Problem to solve
Copy all lines below that use the word "green".

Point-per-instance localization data
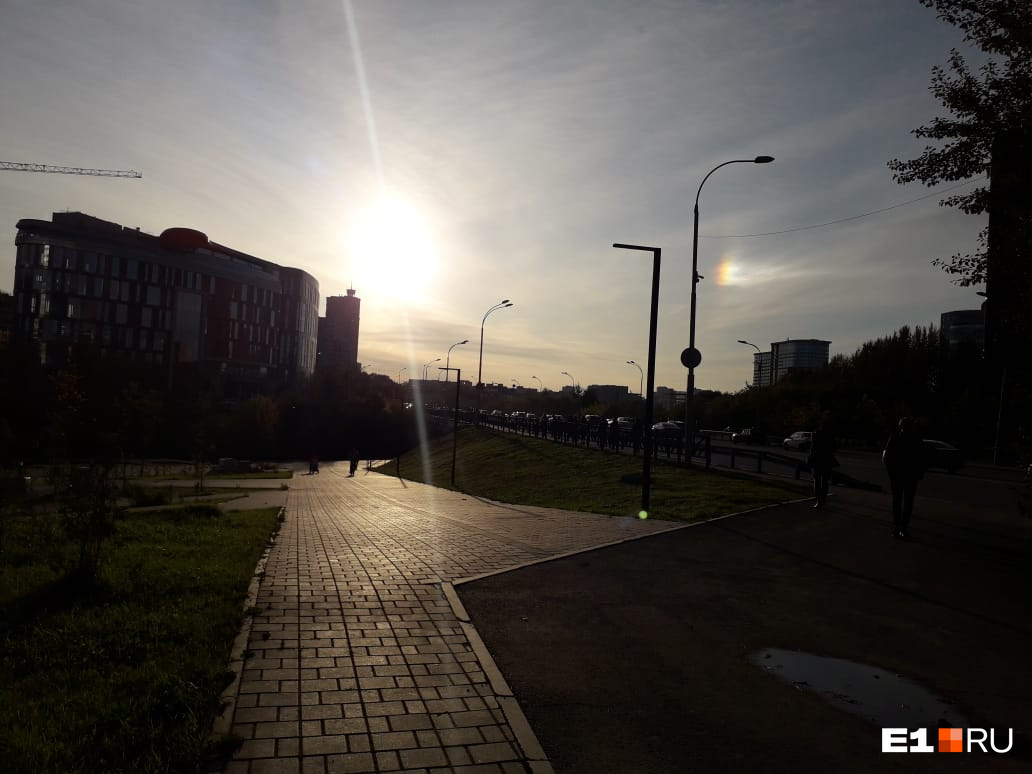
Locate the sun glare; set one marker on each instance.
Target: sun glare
(391, 251)
(729, 272)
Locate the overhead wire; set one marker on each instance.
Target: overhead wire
(844, 220)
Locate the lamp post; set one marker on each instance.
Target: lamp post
(653, 316)
(434, 360)
(691, 357)
(504, 303)
(742, 341)
(448, 360)
(641, 375)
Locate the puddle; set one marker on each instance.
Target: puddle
(881, 698)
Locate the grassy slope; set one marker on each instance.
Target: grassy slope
(529, 471)
(126, 676)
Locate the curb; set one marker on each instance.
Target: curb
(224, 720)
(525, 738)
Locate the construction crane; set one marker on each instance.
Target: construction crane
(15, 166)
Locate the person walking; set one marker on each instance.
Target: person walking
(904, 460)
(821, 460)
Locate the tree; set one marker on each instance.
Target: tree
(984, 105)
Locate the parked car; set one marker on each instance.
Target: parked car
(801, 441)
(748, 436)
(670, 429)
(941, 454)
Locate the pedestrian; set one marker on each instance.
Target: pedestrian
(904, 460)
(821, 460)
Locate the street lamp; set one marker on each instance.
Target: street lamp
(436, 360)
(505, 303)
(641, 379)
(448, 361)
(649, 401)
(691, 357)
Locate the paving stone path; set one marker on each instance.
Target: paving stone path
(358, 660)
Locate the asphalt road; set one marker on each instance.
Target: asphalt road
(634, 657)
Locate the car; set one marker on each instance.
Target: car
(747, 436)
(667, 429)
(802, 441)
(941, 454)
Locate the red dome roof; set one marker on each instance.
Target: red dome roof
(183, 238)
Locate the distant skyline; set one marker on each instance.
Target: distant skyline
(442, 157)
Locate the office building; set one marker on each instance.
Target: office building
(792, 354)
(339, 331)
(169, 300)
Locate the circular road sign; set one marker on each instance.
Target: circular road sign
(690, 357)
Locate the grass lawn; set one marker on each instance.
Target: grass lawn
(529, 471)
(124, 676)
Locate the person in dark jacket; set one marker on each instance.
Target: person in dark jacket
(821, 460)
(904, 459)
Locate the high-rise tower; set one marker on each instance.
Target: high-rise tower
(339, 331)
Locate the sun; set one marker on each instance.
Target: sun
(391, 250)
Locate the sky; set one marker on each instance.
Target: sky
(442, 156)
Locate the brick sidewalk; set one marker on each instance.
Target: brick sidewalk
(359, 663)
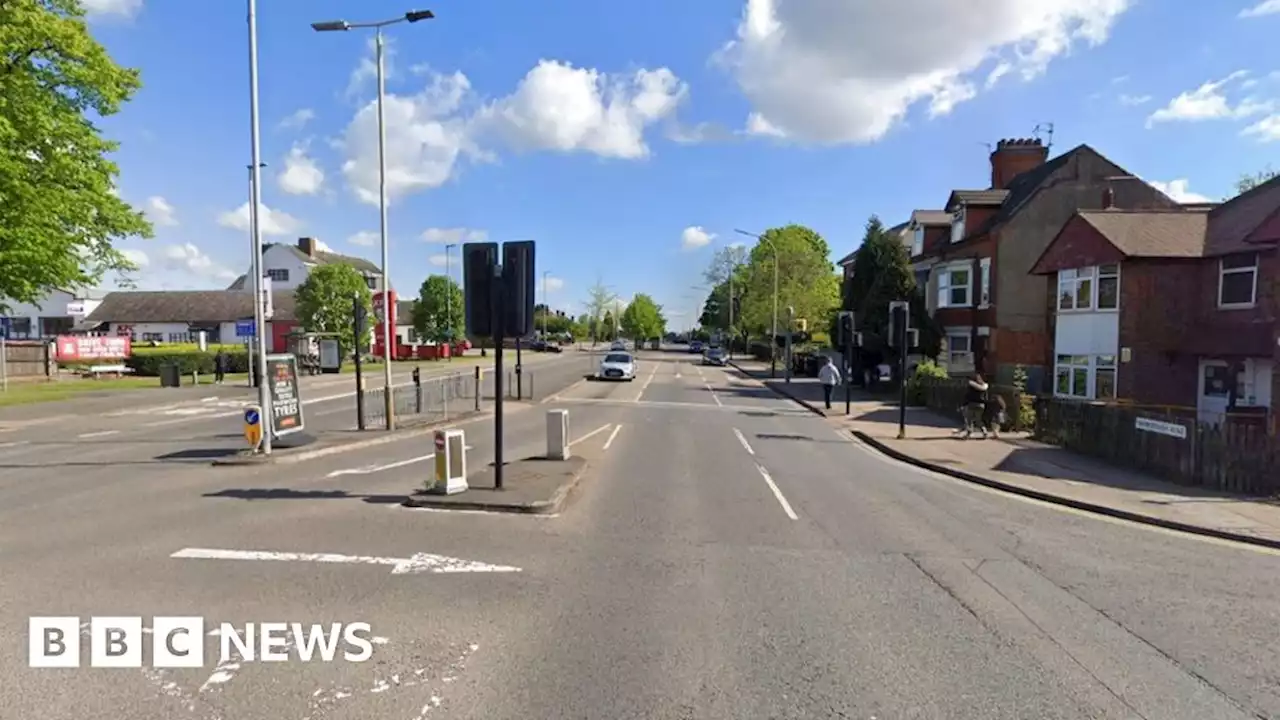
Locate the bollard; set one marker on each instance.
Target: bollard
(557, 434)
(417, 391)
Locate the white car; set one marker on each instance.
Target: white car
(617, 367)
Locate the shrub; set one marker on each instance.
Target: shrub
(147, 364)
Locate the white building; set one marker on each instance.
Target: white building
(54, 314)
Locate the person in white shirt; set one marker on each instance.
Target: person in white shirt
(830, 377)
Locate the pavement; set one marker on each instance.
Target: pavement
(1015, 463)
(728, 555)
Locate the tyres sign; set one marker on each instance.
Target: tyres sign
(282, 373)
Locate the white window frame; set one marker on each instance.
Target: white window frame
(1223, 270)
(984, 282)
(945, 286)
(958, 224)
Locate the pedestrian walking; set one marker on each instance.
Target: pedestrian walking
(974, 405)
(830, 377)
(220, 363)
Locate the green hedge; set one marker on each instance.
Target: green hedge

Result of this task
Locate the green hedge; set one marker on each instance.
Target: green hedge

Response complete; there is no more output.